▸ **PAGE EXCERPT**
The fact that Vicente Fox is a former high executive of Coca-Cola is more than symbolic. The PAN has emerged as the main tool of imperialism and Fox victory was greeted by the international markets, big business and both the Democrats and Republicans as the greatest thing on earth since the fall of the Berlin Wall.

But it would be shallow thinking just to interpret this election as the biggest victory of imperialism ever in Mexico. The crisis of the PRI initiated 12 years ago precipitated the need for imperialism and the Mexican bourgeoisie to change horses and privilege the PAN as its main agent in the area. The PAN tamed his "catholic" roots and integrated many cadre from the PRI and its program today - on fundamental issues - is not that different from the PRI's. But the fact that the PRI lost the election effectively ended the one-party regime and opens up a period of political instability in Mexico and most likely of an upsurge of the class struggle.

Fox has announced an aggressive policy of defense of NAFTA and the demolition of the remaining barriers for imperialist penetration in the country - barriers that were significantly lowered during the last three PRI's presidencies.

The victory of Fox will have an effect in the class struggle in Mexico. Will encourage strikes, demonstrations and peasants struggles since the tombstone of the PRI machinery was lifted and the mass movement is now freer to pursue democratic demands with more effectiveness.

Some of the side effects of the PAN's victory is that the "official" links between most unions and peasants organizations with the PRI will be tremendously weakened or even demolished in the next period. The tradition of building independent unions and peasant's organizations will certainly accelerate. Together with that will come the demands of the different sectors. The one-party regime - modified 20 years ago but still in existence until Zedillo took power - is gone. This is an incredible advantage for the mass movement and if anything - the traditions of the Mexican proletariat and the mass movement - will re-emerge in this new situation.

The tremendous defeat of the PRD - which won the elections in 1988 but failed to take power - is just the retarded effect of that betrayal. Yesterday, while Cuahtemoc Cardenas was codemning the victory of Fox - and saying that what happened was a "disgrace" for Mexico - half of the leadership of the PRD were with Fox celebrating his victory. This will bring the possibility of a big split in the PRD and an increase in its left's opposition to the new government. The fact that the PRD won again in the Capital, Mexico City, if not of little importance.

One thing that Cuahtemoc "forgot" to mention yesterday in his interviews with the media is that an year ago he proposed a comon electoral front with the PAN and only retreated from it when it was evident that he would not be the candidate of such a front. Over one million PRD votes shifted sides and voted for the PAN candidate yesterday. Maybe another million or so of PRD followers voted for all the lists of the PAN. After all, they were educated by Cuahtemoc and the PRD - and the left - that the most important thing was to defeat the PRI, independently of what or who would do such a thing. The left accompannied this capitulation by ceasing any independent activity since 1988 and supporting the PRD uncritically and finally dissolving themselves in the bourgeois party.

One sector of the PRD will go to collaborate witht he new government - another will increase its opposition.

▸ **WRITTEN INSTRUCTION**
Duplicate the stretch of the piece on Fox's election win from "But it would" through "the class struggle.", word for word. Work only from the piece on Fox's election win.

Labeled-object pointing entries:
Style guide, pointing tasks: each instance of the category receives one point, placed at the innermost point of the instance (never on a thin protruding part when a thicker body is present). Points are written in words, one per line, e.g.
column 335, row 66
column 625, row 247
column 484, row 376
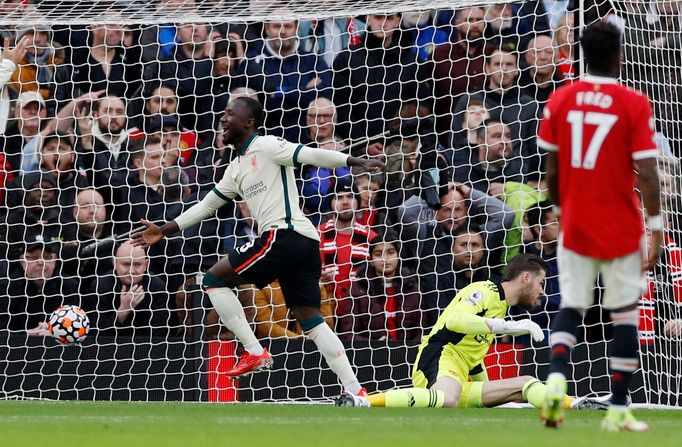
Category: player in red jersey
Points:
column 598, row 133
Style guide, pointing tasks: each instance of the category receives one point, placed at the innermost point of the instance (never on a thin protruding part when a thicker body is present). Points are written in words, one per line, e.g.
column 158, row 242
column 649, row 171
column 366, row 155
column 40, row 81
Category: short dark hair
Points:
column 502, row 48
column 59, row 136
column 255, row 108
column 386, row 237
column 482, row 130
column 601, row 43
column 536, row 215
column 524, row 262
column 138, row 147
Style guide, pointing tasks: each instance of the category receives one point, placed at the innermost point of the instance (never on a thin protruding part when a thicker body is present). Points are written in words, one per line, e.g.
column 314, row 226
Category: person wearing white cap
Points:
column 21, row 140
column 35, row 70
column 9, row 59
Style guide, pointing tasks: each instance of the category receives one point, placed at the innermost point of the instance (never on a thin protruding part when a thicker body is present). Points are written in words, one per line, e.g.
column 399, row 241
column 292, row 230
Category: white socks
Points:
column 334, row 353
column 231, row 313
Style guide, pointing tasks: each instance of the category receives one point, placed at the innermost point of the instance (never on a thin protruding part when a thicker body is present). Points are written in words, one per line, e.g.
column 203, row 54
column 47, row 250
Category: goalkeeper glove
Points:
column 521, row 327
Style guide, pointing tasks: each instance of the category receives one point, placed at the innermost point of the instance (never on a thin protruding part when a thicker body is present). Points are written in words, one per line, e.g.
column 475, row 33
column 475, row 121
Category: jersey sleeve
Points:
column 283, row 152
column 473, row 301
column 227, row 188
column 642, row 143
column 291, row 154
column 547, row 138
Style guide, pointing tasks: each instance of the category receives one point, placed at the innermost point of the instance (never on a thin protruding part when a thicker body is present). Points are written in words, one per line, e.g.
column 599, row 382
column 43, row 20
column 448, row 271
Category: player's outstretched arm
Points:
column 649, row 186
column 466, row 323
column 325, row 158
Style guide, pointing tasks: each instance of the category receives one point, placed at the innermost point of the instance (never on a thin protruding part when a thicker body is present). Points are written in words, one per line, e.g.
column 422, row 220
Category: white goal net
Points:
column 113, row 116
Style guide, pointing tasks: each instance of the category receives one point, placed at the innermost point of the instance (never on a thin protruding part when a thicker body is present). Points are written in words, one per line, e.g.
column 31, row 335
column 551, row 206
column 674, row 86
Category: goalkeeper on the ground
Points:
column 449, row 369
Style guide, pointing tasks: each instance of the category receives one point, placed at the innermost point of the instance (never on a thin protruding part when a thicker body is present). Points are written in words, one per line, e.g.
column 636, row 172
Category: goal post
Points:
column 114, row 116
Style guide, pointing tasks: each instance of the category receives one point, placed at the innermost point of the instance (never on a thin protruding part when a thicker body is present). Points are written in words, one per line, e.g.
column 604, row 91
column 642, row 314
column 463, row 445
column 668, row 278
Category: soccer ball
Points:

▸ **WRITTEN REPLY**
But it would be shallow thinking just to interpret this election as the biggest victory of imperialism ever in Mexico. The crisis of the PRI initiated 12 years ago precipitated the need for imperialism and the Mexican bourgeoisie to change horses and privilege the PAN as its main agent in the area. The PAN tamed his "catholic" roots and integrated many cadre from the PRI and its program today - on fundamental issues - is not that different from the PRI's. But the fact that the PRI lost the election effectively ended the one-party regime and opens up a period of political instability in Mexico and most likely of an upsurge of the class struggle.